>> start

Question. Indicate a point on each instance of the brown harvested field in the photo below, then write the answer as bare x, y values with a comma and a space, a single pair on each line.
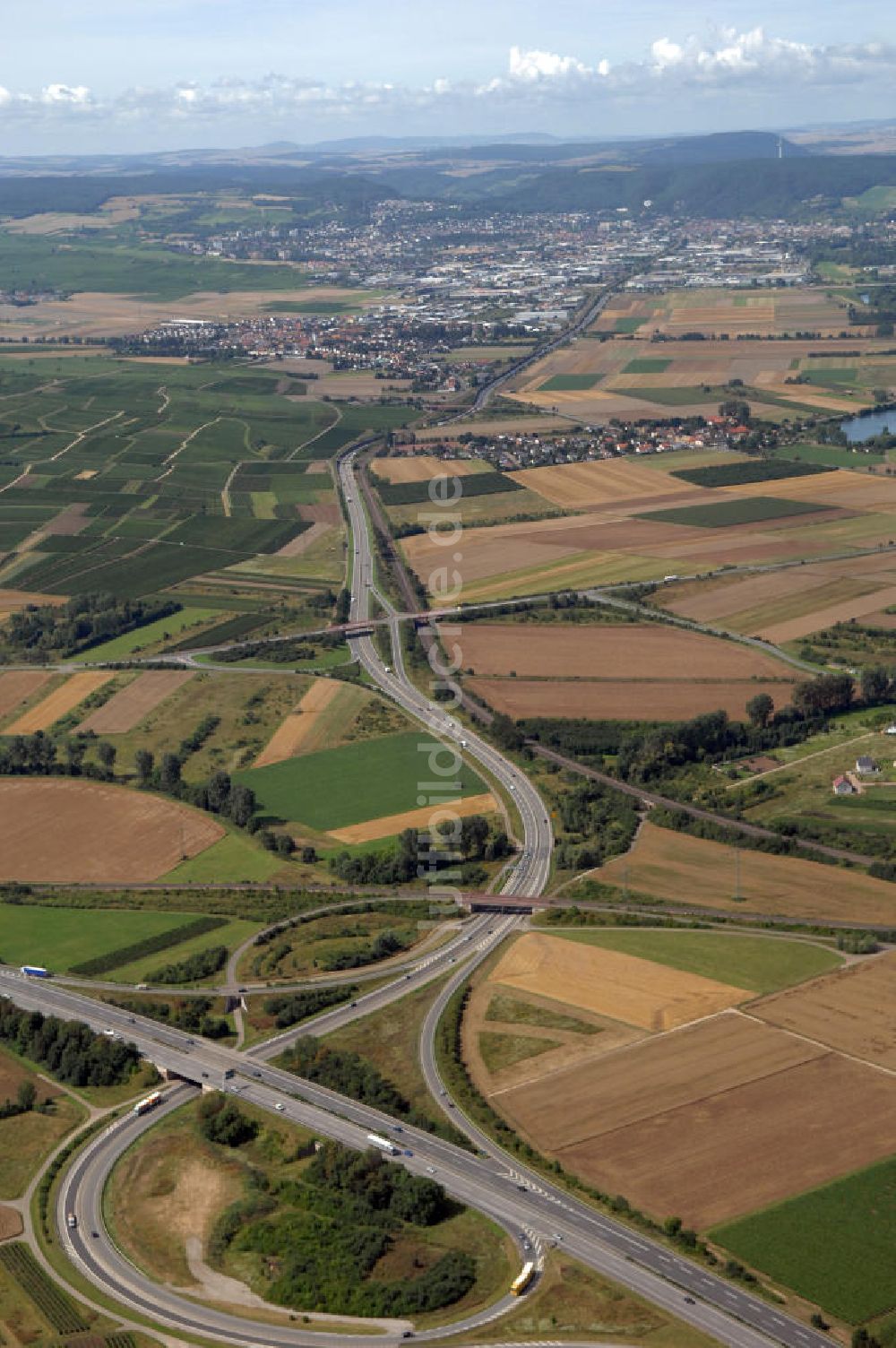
296, 730
61, 701
127, 708
18, 685
700, 872
621, 391
56, 829
581, 650
768, 313
853, 1010
663, 1072
70, 521
304, 540
841, 611
358, 383
422, 818
599, 483
624, 700
738, 1147
609, 983
784, 606
418, 470
13, 601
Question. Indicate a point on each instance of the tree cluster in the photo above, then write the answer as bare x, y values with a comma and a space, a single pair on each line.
194, 1015
67, 1049
39, 630
333, 1225
200, 965
222, 1122
418, 853
38, 755
291, 1008
219, 796
350, 1075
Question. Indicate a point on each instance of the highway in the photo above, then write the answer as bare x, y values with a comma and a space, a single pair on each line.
521, 1201
492, 1182
530, 875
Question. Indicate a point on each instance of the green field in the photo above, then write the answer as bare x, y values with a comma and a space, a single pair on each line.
358, 782
746, 471
230, 860
150, 635
756, 963
61, 938
232, 933
831, 454
29, 261
749, 510
569, 383
833, 1246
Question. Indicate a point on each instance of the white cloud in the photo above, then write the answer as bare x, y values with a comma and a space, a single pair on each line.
543, 65
751, 62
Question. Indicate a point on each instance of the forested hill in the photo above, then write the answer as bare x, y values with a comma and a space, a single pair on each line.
784, 187
725, 176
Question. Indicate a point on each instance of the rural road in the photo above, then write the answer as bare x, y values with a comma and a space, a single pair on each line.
694, 810
515, 1197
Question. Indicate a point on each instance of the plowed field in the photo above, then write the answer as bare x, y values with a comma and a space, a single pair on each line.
601, 483
16, 685
686, 869
612, 984
607, 652
61, 701
86, 832
624, 700
13, 601
127, 708
853, 1011
296, 730
711, 1122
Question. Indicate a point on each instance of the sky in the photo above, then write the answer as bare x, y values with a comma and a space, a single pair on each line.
127, 75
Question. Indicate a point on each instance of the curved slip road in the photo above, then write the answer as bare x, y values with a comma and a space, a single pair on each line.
515, 1197
494, 1184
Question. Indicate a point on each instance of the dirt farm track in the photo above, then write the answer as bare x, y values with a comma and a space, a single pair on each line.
62, 829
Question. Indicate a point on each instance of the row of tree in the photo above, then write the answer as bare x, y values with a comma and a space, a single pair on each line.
82, 622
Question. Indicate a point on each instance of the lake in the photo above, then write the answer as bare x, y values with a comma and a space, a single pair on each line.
860, 428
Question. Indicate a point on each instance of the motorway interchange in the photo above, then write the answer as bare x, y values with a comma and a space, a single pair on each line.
534, 1211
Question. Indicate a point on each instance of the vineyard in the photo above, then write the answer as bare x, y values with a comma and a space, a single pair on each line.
53, 1304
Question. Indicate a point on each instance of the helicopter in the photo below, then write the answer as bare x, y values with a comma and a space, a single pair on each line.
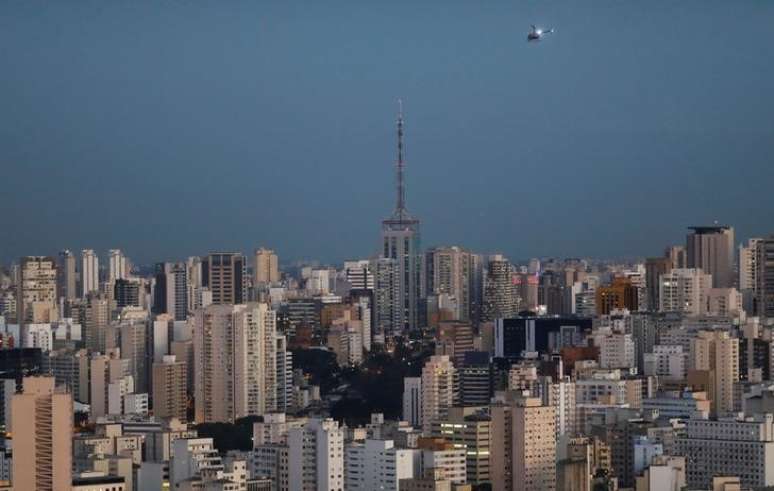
536, 34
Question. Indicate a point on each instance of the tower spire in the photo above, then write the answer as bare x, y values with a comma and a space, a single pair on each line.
400, 206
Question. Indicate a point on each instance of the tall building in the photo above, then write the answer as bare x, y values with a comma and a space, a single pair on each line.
621, 294
748, 265
377, 464
449, 272
118, 266
134, 346
96, 321
765, 264
684, 290
266, 267
169, 388
388, 310
730, 447
438, 391
401, 243
717, 352
654, 268
513, 337
170, 290
677, 257
712, 250
523, 445
67, 280
36, 298
41, 422
235, 362
499, 297
359, 275
316, 456
128, 293
89, 272
224, 273
469, 429
412, 400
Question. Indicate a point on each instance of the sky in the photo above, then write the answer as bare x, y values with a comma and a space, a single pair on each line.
174, 128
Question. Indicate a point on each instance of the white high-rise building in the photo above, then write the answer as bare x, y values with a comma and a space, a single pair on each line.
617, 351
235, 366
523, 445
316, 456
449, 272
118, 266
412, 401
387, 303
748, 265
377, 464
266, 267
191, 457
437, 390
711, 249
89, 272
719, 352
667, 361
684, 290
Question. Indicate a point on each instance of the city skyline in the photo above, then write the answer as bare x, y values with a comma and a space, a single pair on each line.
251, 132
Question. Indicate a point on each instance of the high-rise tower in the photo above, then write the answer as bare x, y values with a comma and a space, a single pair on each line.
401, 244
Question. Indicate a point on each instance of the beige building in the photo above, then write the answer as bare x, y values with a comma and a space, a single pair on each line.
89, 272
469, 429
724, 302
169, 388
718, 353
450, 272
432, 480
42, 426
108, 371
437, 390
742, 447
684, 290
523, 444
266, 267
584, 457
36, 298
712, 250
234, 361
225, 277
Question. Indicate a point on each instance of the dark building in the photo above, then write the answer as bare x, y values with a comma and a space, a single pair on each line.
535, 334
17, 363
170, 293
126, 293
754, 353
475, 379
654, 268
225, 275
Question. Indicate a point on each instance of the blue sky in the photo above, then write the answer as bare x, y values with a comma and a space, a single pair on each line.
173, 128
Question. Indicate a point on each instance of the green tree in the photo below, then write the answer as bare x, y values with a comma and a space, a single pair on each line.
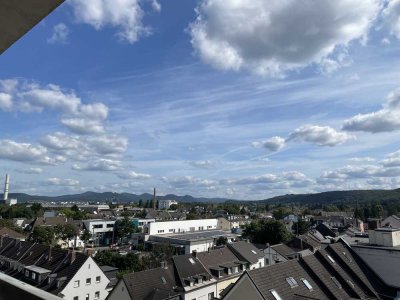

>> end

▶ [Exercise aim]:
How many lines in the items above contain the word "tree"? Reply with the number alone.

▶ [Finished task]:
3